▶ **文档节选**
中图分类号:I207.3文献标识码:A 文章编号:1673-2596(2015)05-0013-03

元杂剧中有一类剧目:剧中主人公开端处在穷困潦倒的境遇,结局主人公命运产生巨大的转变,由穷困转为显达,历经否极泰来。此类剧目多为文人创作的历史剧。情节着力描写主人公由穷困转向显达的过程,形成了“发迹变泰”的模式。模式化情节虽有一定程度的雷同蹈袭之嫌,但也折射出此类剧目创作蔚然成风。由“发迹变泰”模式可窥见元代文人在压抑苦闷环境下对“发迹变泰”的现实期待与精神寄托。

一、元杂剧中发迹变泰剧情节模式化呈现

“发迹”一词在汉代就已经出现,意思是指“由卑微而得志通达,或由贫困而富足”;“发迹是地位由卑微向显达的转化、生活由贫贱向富贵的跃进[1]。”而“变泰”一词则由《周易》中的《泰卦》而来,“犹言否极泰来,发迹腾达”之意。“发迹变泰”,原是宋元说话技艺中的题材。《都城纪事》载“说话有四家:一者小说,谓之银字儿,如烟粉、灵怪、传奇。说公案,…,及发迹变泰之事[2]。”锺嗣成《录鬼簿》李寿卿杂剧《辜负吕无双》剧目下批注:“与《远波亭》关目同[3]。”“关目同”,核心情节安排相同。王骥德《曲律·杂论第三十九上》指出“元人杂剧,其体变幻者固多,一涉丽情,便关节大略相同,亦是一短[4]。”“关节大略相同”,即是情节的模式化。梁廷柟《曲话》中提到:“渔樵记剧刘二公之于朱买臣,…,皆先故待以不情,而暗中假手他人以资助之,使其锐意进取;及至贵显,不肯相认,然后旁观者为说明就里[5]。”亦在阐释元杂剧发迹变泰剧情节模式化的问题。

▶ **简短练习 A**
从列表开头起,到含有“M 71 90 L 71”的那一行为止,首尾两行都算在内,能否把这些行重新写出,连同其中的要求一起,并给答案里的每个多边形顶点坐标都加上102?范围以外的行不要写。

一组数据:
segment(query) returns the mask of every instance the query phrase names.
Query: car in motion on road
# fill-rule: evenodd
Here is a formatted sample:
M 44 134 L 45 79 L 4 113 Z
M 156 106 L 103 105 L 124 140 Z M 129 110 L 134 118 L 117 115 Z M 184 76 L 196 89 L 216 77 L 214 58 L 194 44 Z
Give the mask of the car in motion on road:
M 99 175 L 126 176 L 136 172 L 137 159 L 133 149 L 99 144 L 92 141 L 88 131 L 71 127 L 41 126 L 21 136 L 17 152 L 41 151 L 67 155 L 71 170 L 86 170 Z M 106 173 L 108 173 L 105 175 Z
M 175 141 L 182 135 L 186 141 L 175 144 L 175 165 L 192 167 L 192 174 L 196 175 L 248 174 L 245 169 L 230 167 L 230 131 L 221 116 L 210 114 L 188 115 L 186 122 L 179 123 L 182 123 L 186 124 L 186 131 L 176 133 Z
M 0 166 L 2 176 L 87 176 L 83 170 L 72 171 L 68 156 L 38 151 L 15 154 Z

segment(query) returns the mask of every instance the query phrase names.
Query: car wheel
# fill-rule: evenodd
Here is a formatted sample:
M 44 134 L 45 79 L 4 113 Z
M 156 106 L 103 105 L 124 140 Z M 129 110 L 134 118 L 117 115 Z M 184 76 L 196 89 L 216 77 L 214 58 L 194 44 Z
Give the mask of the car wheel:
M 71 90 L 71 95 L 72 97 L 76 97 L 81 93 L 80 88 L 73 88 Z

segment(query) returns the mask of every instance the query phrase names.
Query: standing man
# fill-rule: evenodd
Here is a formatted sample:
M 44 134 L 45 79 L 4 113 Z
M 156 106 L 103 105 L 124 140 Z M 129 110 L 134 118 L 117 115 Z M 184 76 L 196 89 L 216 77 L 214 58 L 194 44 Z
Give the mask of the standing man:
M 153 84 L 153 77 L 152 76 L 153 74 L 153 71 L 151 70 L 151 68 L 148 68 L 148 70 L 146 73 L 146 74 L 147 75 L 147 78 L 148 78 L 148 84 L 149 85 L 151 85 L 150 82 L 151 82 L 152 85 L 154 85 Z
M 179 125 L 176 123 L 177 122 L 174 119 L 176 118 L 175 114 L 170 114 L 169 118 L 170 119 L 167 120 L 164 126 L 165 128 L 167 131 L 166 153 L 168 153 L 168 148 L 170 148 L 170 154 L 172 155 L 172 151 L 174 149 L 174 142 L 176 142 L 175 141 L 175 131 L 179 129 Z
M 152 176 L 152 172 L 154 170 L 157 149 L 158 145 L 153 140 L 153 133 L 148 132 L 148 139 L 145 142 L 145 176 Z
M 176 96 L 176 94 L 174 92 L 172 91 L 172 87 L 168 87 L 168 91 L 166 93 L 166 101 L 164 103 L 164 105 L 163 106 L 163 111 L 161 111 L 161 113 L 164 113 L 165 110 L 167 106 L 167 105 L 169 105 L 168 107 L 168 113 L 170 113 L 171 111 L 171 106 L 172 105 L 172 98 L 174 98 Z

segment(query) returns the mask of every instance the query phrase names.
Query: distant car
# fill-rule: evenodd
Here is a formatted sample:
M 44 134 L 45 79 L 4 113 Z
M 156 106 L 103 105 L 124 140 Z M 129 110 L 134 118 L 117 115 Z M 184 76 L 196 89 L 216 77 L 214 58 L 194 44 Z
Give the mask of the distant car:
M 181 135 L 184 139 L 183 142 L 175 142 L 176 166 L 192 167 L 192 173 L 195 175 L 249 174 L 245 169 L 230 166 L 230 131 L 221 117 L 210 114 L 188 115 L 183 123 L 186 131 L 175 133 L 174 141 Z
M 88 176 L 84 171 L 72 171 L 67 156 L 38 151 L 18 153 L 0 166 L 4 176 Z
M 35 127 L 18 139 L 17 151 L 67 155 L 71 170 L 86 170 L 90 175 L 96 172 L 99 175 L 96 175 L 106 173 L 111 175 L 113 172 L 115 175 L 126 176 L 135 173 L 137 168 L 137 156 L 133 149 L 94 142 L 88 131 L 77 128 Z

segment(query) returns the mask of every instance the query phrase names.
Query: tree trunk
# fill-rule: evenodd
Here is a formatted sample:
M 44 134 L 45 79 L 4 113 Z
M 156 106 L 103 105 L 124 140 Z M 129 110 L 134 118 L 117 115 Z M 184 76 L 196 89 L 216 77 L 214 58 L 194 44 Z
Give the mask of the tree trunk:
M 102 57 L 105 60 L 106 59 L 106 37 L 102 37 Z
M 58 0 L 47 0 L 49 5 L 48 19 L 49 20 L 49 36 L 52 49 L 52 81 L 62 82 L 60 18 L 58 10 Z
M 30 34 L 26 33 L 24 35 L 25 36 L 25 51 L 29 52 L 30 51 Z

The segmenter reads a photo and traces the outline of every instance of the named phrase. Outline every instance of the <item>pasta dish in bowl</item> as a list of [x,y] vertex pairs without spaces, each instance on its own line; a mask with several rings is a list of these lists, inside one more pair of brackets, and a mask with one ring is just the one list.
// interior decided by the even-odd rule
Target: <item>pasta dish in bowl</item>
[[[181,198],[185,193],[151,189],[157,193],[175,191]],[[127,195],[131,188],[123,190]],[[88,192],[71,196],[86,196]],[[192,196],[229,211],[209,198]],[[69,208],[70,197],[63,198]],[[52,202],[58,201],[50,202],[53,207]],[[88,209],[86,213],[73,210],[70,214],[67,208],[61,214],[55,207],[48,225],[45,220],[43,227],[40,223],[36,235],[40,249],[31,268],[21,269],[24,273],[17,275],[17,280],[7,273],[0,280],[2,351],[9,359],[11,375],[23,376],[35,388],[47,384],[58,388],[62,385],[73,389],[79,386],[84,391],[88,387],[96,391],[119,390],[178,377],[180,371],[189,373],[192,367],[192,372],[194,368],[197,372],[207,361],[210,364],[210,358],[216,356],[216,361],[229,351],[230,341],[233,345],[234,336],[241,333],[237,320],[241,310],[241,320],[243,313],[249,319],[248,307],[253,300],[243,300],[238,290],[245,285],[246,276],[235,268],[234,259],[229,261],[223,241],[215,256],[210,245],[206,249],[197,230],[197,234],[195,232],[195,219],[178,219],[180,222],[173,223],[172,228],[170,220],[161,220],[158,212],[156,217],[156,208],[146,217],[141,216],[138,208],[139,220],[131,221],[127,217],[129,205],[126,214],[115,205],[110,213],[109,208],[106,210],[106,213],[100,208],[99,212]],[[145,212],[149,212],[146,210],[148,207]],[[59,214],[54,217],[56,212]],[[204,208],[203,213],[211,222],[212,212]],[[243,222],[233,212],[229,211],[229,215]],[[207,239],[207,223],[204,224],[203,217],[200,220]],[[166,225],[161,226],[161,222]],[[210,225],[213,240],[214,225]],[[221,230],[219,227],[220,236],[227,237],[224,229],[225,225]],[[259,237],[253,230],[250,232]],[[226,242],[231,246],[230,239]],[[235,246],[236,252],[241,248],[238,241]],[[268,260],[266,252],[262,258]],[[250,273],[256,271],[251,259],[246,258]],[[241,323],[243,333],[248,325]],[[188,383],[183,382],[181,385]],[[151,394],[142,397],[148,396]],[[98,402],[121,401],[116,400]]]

▶ **简短练习 B**
这篇论述元杂剧发迹变泰剧的文章,能否从最后一句之后接着续写下去?

▶ **练习结果 A**
segment(query) returns the mask of every instance the query phrase names.
Query: car in motion on road
# fill-rule: evenodd
Here is a formatted sample:
M 44 134 L 45 79 L 4 113 Z
M 156 106 L 103 105 L 124 140 Z M 129 110 L 134 118 L 117 115 Z M 184 76 L 196 89 L 216 77 L 214 58 L 194 44 Z
Give the mask of the car in motion on road:
M 201 277 L 228 278 L 238 274 L 239 261 L 235 251 L 201 246 L 194 243 L 190 233 L 173 229 L 143 228 L 123 238 L 119 254 L 143 253 L 169 257 L 173 272 L 188 272 Z M 208 275 L 210 275 L 207 277 Z
M 277 243 L 284 237 L 288 243 L 277 246 L 277 267 L 294 269 L 294 276 L 298 277 L 350 276 L 347 271 L 332 269 L 332 233 L 323 218 L 312 216 L 290 217 L 288 224 L 281 225 L 284 225 L 288 226 L 288 233 L 278 235 Z
M 102 268 L 104 278 L 189 278 L 185 272 L 174 273 L 170 258 L 140 253 L 117 256 Z

segment(query) returns the mask of every instance the query phrase names.
Query: car wheel
# fill-rule: evenodd
Here is a formatted sample:
M 44 134 L 45 79 L 4 113 Z
M 156 106 L 103 105 L 124 140 Z M 129 110 L 134 118 L 117 115 Z M 184 76 L 196 89 L 216 77 L 214 58 L 194 44 Z
Give the mask of the car wheel:
M 173 192 L 173 197 L 174 199 L 178 199 L 183 195 L 182 190 L 175 190 Z

▶ **练习结果 B**
元杂剧中发迹变泰情节的剧目有:马致远《半夜雷轰荐福碑》,关汉卿《山神庙裴度还带》,高文秀《好酒赵元遇上皇》、张国宾《薛仁贵荣归故里》、无名氏《招凉亭贾岛破风诗》,无名氏《冻苏秦衣锦还乡》,郑光祖《醉思乡王粲登楼》,无名氏《朱太守风雪渔樵记》,无名氏《孟德耀举案齐眉》等。发迹变泰剧核心情节大概相同:着力描写主人公由穷困潦倒想泰达显贵转变的发迹变泰过程,主人公通常是历史人物。开端大肆渲染主人公的困顿,剧情发展过程中贫苦困顿程度逐步加深,直至跌落命运最低点,高潮则是由“命运最低点”转向显达,结局主人公“逆袭”。发迹变泰情节模式化程度却有不同。《半夜雷轰荐福碑》《山神庙裴度还带》《好酒赵元遇上皇》《薛仁贵荣归故里》《招凉亭贾岛破风诗》虽核心情节相似,发迹变泰情节各有特点。《冻苏秦衣锦还乡》《醉思乡王粲登楼》《朱太守风雪渔樵记》《孟德耀举案齐眉》四剧,则在穷困——显达的核心情节模式下隐藏着“明辱暗助”的情节点,属于模式套模式的类型。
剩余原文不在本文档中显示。